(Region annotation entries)
•••
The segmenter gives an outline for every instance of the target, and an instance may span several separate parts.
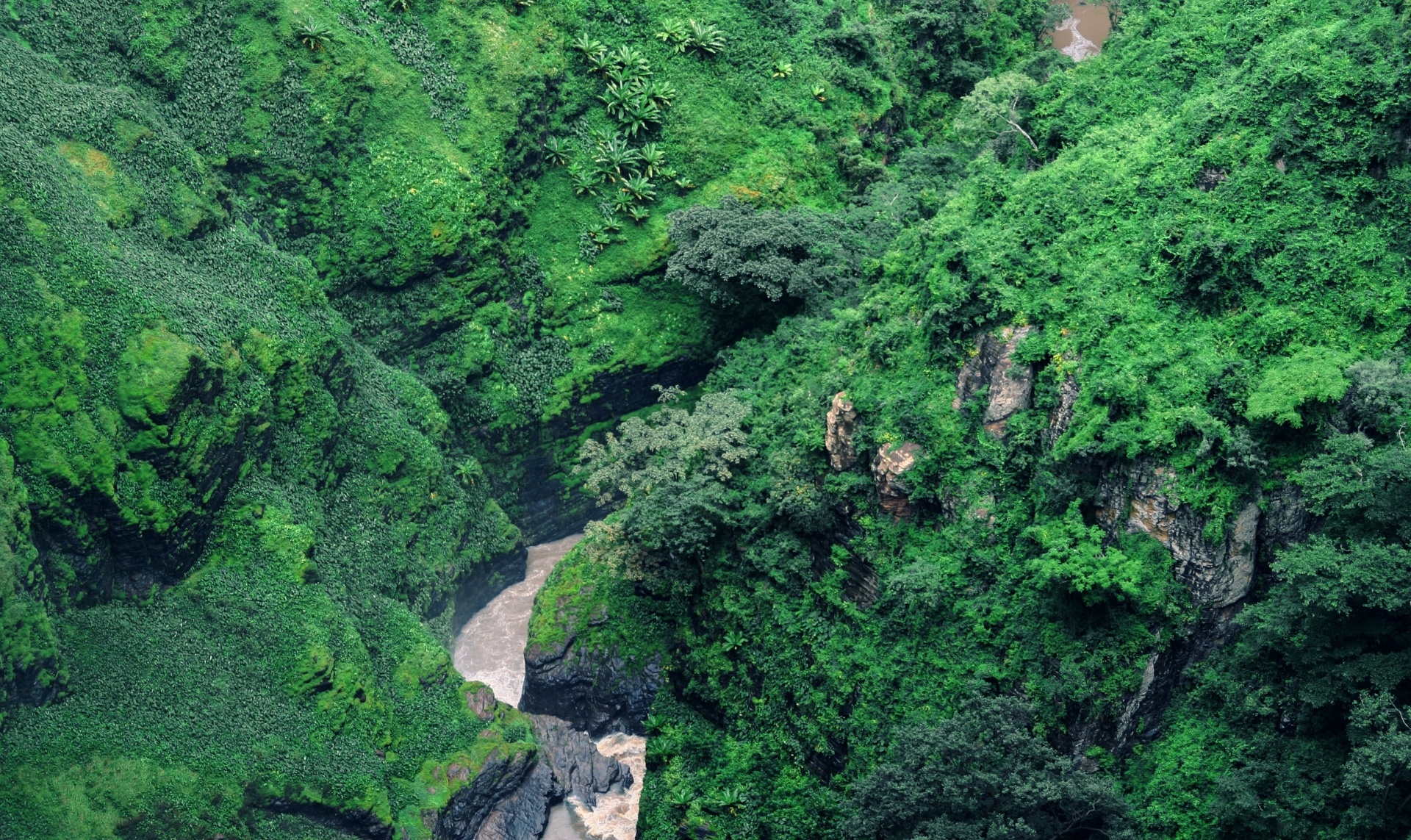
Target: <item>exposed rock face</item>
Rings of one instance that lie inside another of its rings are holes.
[[[1048,431],[1044,433],[1053,446],[1072,425],[1074,405],[1078,402],[1078,377],[1068,374],[1058,385],[1058,405],[1048,415]]]
[[[474,686],[466,690],[466,709],[480,720],[490,720],[495,716],[495,692],[485,683]]]
[[[593,808],[598,793],[621,793],[632,786],[632,771],[600,752],[597,744],[567,720],[535,714],[533,731],[540,757],[552,769],[556,798],[571,796]]]
[[[519,791],[535,765],[532,752],[515,752],[509,757],[491,752],[476,779],[456,791],[439,815],[430,815],[432,836],[436,840],[473,840],[491,812]],[[543,815],[539,819],[538,830],[542,830]],[[535,836],[538,833],[529,837]]]
[[[882,510],[892,514],[893,518],[912,515],[910,488],[902,476],[916,466],[916,459],[921,457],[921,446],[910,440],[900,445],[883,445],[878,449],[872,477],[878,483],[878,500]]]
[[[1125,525],[1127,534],[1154,536],[1171,551],[1175,577],[1198,604],[1228,607],[1249,593],[1254,579],[1259,500],[1249,501],[1228,524],[1223,542],[1212,544],[1204,535],[1205,518],[1171,494],[1173,474],[1167,467],[1143,462],[1127,479],[1120,483],[1120,476],[1109,476],[1099,488],[1105,505],[1098,517],[1109,534]]]
[[[1005,436],[1009,418],[1029,408],[1034,390],[1034,368],[1031,364],[1016,364],[1015,350],[1019,342],[1031,332],[1030,326],[1006,326],[998,333],[986,333],[975,344],[975,354],[965,360],[955,380],[955,400],[951,408],[961,407],[985,385],[989,385],[989,405],[981,422],[996,438]]]
[[[1189,634],[1147,659],[1140,688],[1127,697],[1116,721],[1091,720],[1077,727],[1074,754],[1101,743],[1125,752],[1160,734],[1161,716],[1189,666],[1205,659],[1239,630],[1235,617],[1249,594],[1259,552],[1270,552],[1308,536],[1311,520],[1297,488],[1283,487],[1267,501],[1249,501],[1225,524],[1225,539],[1205,539],[1206,520],[1173,496],[1167,467],[1140,462],[1118,469],[1098,486],[1098,520],[1112,538],[1120,531],[1144,532],[1171,551],[1175,576],[1205,607]]]
[[[1268,562],[1274,552],[1308,539],[1315,522],[1304,507],[1298,487],[1292,484],[1270,493],[1264,507],[1264,520],[1259,525],[1259,551],[1264,562]]]
[[[858,422],[858,411],[852,408],[844,391],[838,391],[828,409],[828,432],[823,445],[828,450],[828,463],[835,472],[851,470],[858,463],[858,450],[852,446],[852,431]]]
[[[617,651],[586,651],[576,635],[550,648],[525,651],[525,689],[519,709],[560,717],[600,738],[608,733],[645,736],[642,721],[662,686],[662,662],[628,662]]]
[[[535,738],[539,741],[539,755],[525,772],[519,774],[516,786],[504,792],[498,799],[484,808],[485,798],[467,795],[463,810],[468,817],[457,830],[468,830],[463,834],[442,834],[442,829],[449,824],[450,810],[457,805],[452,799],[446,813],[436,819],[436,837],[476,840],[538,840],[547,822],[549,805],[564,798],[573,798],[583,805],[593,808],[602,793],[621,793],[632,785],[632,771],[615,758],[610,758],[598,751],[597,745],[584,733],[576,731],[569,721],[549,716],[533,716]],[[481,771],[484,778],[491,771],[487,762]],[[508,779],[515,775],[514,769],[499,774]],[[474,786],[474,785],[471,785]],[[485,789],[504,791],[504,784],[498,779]],[[460,793],[464,793],[466,788]],[[460,796],[457,793],[457,796]],[[481,813],[480,822],[474,816]],[[470,826],[474,827],[471,829]]]
[[[553,771],[539,761],[514,793],[497,802],[476,832],[476,840],[539,840],[549,822]]]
•••
**Written request:** Please pick out every line in the items above that contains the word "instance" and copy each one. Case counts.

**Task output:**
The segmenter gives an outline for every instance of the target, and an instance may span several separate parts.
Rings of one instance that lie inside another of its rings are holes.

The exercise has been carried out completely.